*PROVIDED PASSAGE*.
Acetylferrocene, 95% (Fisher Scientific)
Sodium borohydride, 98% (J.T. Baker)
Methanol (Fisher Scientific)
Copper sulfate, 98% (Sigma Aldrich)
Toluene (Fisher Scientific)
Hexanes (Fisher Scientific)


      Acetylferrocene (2.3 g, 10 mmol) was suspended in methanol (100ml) in a 250 mL round-bottom flask. The solution was sonicated at maximum power 1-2 minutes using a laboratory ultrasound bath until the solid was completely dissolved. Sodium borohydride (0.8g, 21 mmol) was added in one portion, the flask was fitted with an air-cooled reflux condenser, and a magnetic stirbar was added.  The solution was clamped in a mineral oil bath on a stirring hotplate and heated to 60 oC with stirring overnight. The mixture was poured into crushed ice (100ml) resulting in a fine yellow precipitate of the alcohol which was collected by vacuum filtration on a Buchner funnel and dried under house vacuum (ca. 100 Torr) for several hours to yield the product as fine yellow powder. (2.0 g, 87% yield) The product was dissolved in toluene (40 ml).  Dehydrated copper sulfate (1 g, see Author's Comments for preparation) was added. The mixture was heated to reflux for 1 h and filtered through a fluted paper. The toluene was removed by evaporation using a stream of air. (see Author's Comments) The product was dissolved in a minimal amount of hexanes and a fritted glass funnel was filled with 2-3 cm of silica gel and fitted on a filtering flask. (see Author's Comments) The solution of product in hexanes was pulled through the silica plug by vacuum from a water aspirator, and the silica eluted with several small portions of hexane until the color of product was absent from the eluting solvent. The  solvent was removed by rotary evaporation to give a dark orange-red crystalline solid (0.65 g, 34%, 30% overall).

        Author's Comments

        • This procedure is based on that of Wang et al. (see Lead Reference) which is commonly cited for the synthesis of vinylferrocene, but actually describes the synthesis of a different vinyl iron complex. To the best of our knowledge, ours is the only procedure which describes the synthesis in detail.
        •  Acetylferrocene is readily made by the Friedel-Crafts acylation of ferrocene using either acetic anhydride or acetyl chloride; efficient and green procedures for this reaction are freely available online as undergraduate-lab level experiments.

*AIM 1*.
Copy out the records from the line containing "the tit's white" through the end of the records, inclusive, with no changes.

*GIVEN DATA*.

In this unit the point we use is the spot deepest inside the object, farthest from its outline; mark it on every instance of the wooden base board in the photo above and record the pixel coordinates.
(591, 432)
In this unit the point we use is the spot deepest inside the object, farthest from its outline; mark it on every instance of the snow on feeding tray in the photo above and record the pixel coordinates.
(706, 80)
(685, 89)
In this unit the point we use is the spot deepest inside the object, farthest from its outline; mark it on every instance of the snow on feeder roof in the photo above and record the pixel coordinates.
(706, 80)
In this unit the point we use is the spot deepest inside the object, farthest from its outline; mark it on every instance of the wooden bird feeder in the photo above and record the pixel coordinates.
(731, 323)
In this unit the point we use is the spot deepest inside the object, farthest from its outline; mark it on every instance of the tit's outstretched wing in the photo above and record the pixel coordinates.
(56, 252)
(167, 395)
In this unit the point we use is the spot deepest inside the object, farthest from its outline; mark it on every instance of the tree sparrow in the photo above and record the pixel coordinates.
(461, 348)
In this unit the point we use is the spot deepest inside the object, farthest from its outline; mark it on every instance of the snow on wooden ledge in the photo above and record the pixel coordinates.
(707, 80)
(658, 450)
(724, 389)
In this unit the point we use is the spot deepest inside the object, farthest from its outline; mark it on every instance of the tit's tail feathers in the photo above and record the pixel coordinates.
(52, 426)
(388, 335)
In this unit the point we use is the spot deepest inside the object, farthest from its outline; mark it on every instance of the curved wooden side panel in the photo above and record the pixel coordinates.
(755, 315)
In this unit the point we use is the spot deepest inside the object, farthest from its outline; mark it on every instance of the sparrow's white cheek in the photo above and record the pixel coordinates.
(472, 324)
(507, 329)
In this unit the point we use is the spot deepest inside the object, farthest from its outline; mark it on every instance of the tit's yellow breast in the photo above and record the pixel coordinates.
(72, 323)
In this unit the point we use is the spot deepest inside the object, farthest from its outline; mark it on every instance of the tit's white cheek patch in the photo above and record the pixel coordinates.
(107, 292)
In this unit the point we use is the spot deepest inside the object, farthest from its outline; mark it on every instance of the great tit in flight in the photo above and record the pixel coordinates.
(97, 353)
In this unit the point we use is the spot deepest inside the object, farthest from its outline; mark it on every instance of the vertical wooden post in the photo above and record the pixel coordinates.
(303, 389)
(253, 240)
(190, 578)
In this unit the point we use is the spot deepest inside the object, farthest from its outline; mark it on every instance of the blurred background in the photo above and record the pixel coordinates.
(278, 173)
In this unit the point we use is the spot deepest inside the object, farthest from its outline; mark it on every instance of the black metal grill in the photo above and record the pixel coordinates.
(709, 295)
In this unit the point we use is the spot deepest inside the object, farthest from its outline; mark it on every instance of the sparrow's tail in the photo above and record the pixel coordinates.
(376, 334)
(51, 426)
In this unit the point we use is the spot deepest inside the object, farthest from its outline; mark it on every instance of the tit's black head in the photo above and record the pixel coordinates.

*AIM 2*.
In the ferrocene synthesis text, what was added to the toluene solution of the product before it was heated to reflux?

*REPLY 1*.
In this unit the point we use is the spot deepest inside the object, farthest from its outline; mark it on every instance of the tit's white cheek patch in the photo above and record the pixel coordinates.
(107, 292)
In this unit the point we use is the spot deepest inside the object, farthest from its outline; mark it on every instance of the great tit in flight in the photo above and record the pixel coordinates.
(97, 353)
In this unit the point we use is the spot deepest inside the object, farthest from its outline; mark it on every instance of the vertical wooden post in the photo above and record the pixel coordinates.
(303, 389)
(253, 240)
(190, 578)
In this unit the point we use is the spot deepest inside the object, farthest from its outline; mark it on every instance of the blurred background in the photo above and record the pixel coordinates.
(278, 173)
In this unit the point we use is the spot deepest inside the object, farthest from its outline; mark it on every instance of the black metal grill in the photo above and record the pixel coordinates.
(709, 295)
In this unit the point we use is the spot deepest inside the object, farthest from its outline; mark it on every instance of the sparrow's tail in the photo above and record the pixel coordinates.
(376, 334)
(51, 426)
In this unit the point we use is the spot deepest inside the object, farthest from its outline; mark it on every instance of the tit's black head in the photo above and record the pixel coordinates.

*REPLY 2*.
Dehydrated copper sulfate (1 g) was added.